### Your goal
Pick out and copy every line of the data below that contains the word "branch". Case counts.

### Excerpted records
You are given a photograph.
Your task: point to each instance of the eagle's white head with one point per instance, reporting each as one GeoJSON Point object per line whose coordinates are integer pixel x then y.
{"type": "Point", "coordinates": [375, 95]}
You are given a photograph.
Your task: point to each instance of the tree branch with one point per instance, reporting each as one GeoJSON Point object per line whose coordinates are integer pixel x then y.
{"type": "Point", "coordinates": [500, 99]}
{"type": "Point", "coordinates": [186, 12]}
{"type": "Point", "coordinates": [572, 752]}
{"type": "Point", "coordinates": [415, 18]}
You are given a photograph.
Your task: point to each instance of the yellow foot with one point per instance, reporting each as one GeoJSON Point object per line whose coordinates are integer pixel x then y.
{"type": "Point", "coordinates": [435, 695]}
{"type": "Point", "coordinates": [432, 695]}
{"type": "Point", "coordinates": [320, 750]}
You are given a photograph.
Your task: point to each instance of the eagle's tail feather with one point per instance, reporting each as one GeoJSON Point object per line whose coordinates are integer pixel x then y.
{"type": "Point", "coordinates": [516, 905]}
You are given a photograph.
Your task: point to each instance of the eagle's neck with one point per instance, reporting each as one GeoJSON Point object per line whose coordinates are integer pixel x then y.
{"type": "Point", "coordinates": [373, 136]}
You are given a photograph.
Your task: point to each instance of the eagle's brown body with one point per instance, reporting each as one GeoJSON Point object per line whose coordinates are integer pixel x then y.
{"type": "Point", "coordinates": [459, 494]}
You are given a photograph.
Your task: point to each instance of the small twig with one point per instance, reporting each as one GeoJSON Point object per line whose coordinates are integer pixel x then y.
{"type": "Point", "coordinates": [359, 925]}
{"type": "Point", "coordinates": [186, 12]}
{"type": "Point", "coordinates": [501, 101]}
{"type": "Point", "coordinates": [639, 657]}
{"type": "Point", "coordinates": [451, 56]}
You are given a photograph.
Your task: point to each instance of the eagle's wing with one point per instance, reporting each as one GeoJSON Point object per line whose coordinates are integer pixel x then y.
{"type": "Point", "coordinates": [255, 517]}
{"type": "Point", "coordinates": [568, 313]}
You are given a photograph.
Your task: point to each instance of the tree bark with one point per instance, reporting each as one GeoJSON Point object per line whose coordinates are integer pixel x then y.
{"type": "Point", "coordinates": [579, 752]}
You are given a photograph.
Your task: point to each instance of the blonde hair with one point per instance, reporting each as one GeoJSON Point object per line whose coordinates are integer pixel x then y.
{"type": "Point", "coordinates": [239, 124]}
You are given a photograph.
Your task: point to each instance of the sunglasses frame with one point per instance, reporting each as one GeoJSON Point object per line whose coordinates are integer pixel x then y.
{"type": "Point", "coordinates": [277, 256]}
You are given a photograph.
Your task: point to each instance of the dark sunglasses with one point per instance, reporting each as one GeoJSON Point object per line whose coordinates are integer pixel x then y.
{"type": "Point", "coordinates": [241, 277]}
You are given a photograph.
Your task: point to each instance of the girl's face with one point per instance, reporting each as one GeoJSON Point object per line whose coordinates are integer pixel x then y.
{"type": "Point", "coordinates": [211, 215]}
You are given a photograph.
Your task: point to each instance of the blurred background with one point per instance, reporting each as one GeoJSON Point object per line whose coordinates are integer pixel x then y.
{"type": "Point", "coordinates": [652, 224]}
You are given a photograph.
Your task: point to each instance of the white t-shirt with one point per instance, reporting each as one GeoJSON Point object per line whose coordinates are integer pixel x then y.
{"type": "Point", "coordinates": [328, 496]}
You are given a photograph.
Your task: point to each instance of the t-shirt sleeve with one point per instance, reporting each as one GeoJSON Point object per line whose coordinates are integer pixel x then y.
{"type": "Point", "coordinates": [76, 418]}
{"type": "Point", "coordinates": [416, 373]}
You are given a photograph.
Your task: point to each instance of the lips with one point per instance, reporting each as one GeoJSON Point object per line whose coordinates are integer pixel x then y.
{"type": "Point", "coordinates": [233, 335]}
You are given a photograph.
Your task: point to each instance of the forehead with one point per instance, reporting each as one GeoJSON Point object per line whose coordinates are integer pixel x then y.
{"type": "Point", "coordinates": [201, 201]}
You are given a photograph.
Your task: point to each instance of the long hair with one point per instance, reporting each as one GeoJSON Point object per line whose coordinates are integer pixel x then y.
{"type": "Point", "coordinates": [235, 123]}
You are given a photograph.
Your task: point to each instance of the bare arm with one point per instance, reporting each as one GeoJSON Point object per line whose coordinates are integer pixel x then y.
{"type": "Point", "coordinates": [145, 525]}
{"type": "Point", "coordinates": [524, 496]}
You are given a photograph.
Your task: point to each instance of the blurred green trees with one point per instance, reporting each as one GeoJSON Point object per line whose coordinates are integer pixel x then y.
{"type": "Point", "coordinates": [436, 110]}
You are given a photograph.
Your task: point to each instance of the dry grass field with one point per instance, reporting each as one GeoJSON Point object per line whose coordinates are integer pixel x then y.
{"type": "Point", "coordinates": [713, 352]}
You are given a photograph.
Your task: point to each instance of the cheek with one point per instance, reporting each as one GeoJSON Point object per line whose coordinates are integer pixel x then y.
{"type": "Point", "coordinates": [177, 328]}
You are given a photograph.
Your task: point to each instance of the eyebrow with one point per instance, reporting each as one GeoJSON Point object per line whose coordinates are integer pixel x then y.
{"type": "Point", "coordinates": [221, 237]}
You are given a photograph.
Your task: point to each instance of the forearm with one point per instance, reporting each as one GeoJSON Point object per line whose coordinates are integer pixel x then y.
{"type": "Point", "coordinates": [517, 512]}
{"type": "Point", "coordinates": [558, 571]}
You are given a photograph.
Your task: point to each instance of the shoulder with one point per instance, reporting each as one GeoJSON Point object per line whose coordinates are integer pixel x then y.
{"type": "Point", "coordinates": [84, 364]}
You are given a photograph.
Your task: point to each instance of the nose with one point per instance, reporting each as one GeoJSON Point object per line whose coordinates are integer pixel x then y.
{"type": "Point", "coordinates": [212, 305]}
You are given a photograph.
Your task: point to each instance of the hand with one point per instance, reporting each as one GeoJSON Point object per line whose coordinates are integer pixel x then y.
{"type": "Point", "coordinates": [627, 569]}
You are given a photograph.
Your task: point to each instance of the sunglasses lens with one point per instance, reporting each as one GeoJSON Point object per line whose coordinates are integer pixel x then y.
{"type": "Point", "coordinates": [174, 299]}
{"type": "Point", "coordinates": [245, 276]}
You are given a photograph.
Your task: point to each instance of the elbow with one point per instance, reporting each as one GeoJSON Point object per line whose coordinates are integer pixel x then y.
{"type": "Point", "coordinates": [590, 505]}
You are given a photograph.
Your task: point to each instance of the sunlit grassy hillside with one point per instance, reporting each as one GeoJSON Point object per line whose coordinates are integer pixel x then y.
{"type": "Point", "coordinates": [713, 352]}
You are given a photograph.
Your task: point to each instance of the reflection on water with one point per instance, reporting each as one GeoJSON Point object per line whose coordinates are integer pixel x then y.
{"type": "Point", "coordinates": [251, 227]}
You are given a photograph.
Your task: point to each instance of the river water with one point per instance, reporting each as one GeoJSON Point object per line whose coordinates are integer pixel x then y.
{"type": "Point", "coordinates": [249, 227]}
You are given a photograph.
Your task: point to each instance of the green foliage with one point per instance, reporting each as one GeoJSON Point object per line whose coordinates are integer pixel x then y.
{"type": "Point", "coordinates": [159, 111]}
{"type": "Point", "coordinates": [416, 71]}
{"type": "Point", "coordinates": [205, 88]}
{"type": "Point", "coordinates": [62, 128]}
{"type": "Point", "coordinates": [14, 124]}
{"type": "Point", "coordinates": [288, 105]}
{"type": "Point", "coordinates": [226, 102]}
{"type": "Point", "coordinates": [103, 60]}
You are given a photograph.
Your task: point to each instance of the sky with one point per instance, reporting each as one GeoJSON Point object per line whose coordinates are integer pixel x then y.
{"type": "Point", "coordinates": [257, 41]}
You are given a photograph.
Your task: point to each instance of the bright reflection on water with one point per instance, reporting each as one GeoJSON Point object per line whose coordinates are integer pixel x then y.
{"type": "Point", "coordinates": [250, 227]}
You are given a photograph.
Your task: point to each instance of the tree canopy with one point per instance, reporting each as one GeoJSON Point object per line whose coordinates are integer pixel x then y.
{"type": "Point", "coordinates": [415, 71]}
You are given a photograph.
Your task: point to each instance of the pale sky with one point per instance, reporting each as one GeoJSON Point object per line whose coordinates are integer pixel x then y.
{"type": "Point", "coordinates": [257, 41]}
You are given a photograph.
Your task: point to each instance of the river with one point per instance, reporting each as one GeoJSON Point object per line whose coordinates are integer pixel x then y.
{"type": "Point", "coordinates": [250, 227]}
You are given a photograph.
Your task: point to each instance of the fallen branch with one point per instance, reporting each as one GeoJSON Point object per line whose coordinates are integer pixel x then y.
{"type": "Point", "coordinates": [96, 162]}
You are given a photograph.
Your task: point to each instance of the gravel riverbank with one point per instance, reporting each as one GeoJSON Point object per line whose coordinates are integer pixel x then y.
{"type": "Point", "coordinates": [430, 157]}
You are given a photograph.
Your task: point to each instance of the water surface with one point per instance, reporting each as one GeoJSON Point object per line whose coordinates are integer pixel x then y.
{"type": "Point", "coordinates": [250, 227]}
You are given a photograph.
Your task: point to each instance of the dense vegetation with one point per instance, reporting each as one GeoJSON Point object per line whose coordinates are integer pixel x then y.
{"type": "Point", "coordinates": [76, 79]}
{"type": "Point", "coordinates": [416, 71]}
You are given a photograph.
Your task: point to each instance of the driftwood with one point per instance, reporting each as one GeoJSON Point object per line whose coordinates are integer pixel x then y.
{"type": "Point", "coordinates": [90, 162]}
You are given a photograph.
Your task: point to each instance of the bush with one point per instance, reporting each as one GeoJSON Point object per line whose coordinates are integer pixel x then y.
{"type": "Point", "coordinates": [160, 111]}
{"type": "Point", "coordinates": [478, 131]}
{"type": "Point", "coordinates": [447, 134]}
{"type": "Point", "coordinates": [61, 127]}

### Answer to the task
Your task: point to each instance of the tree branch with one point per instance, reporting each as one GeoJSON Point object per line whose coordinates are integer pixel x then y.
Your task: point to each instance of the fallen branch with one point per instance, reporting each as one GeoJSON Point object per line whose coordinates are integer pixel x then y.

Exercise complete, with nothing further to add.